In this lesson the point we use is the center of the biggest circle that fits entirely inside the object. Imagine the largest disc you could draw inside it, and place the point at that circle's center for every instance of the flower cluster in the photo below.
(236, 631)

---

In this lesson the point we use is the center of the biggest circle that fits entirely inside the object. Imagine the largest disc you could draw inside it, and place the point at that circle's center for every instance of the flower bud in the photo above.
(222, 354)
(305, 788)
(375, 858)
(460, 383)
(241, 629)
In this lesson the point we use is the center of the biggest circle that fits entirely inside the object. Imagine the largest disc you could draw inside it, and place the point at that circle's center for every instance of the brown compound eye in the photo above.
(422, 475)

==

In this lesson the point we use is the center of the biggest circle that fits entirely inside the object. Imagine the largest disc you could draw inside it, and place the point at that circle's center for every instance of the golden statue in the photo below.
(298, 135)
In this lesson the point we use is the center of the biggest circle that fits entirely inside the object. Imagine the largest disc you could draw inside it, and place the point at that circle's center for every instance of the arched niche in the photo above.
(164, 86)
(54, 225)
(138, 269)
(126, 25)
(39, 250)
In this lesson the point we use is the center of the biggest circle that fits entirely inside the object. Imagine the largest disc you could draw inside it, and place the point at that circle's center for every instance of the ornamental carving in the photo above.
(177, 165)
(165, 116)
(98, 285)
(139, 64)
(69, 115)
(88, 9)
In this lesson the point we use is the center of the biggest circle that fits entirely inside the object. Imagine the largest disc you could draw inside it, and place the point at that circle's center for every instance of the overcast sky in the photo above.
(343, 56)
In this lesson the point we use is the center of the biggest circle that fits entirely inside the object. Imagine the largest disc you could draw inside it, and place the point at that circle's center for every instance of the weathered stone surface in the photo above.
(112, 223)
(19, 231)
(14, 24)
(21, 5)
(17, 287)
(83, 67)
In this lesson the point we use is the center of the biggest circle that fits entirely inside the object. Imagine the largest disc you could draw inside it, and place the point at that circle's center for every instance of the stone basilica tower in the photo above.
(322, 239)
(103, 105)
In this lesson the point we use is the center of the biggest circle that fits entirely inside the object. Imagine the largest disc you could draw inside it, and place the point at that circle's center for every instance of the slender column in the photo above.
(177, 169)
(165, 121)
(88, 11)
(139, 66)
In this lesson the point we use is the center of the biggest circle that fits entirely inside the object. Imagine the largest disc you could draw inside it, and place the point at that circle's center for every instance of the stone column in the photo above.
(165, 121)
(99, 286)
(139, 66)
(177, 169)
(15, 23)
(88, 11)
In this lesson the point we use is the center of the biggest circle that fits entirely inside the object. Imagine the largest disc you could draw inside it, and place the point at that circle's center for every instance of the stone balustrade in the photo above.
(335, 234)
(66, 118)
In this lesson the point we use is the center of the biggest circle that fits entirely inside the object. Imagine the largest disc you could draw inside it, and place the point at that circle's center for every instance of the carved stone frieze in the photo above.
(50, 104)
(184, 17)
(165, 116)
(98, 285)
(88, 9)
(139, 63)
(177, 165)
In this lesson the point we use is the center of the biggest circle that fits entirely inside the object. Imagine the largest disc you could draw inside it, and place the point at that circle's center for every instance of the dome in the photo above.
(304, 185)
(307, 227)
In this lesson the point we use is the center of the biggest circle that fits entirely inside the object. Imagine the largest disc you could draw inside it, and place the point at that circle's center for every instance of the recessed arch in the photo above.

STATED PROBLEM:
Filter the items above and copy out every line that contains the word "flower".

OUTPUT OF THE EXERCISE:
In this lesson the point we use is the center of the biggest circle that fits entirely inside the object. Imagine the largest disc you could draw inside it, and place the point at that circle's center for every instance of the flower cluster in the photo below.
In this lesson the point we use is the center of the biggest circle that fits entirely inside the object. Imagine the largest disc you could draw inside it, and place the point at that circle's center for every instance of the flower bud in the photo above.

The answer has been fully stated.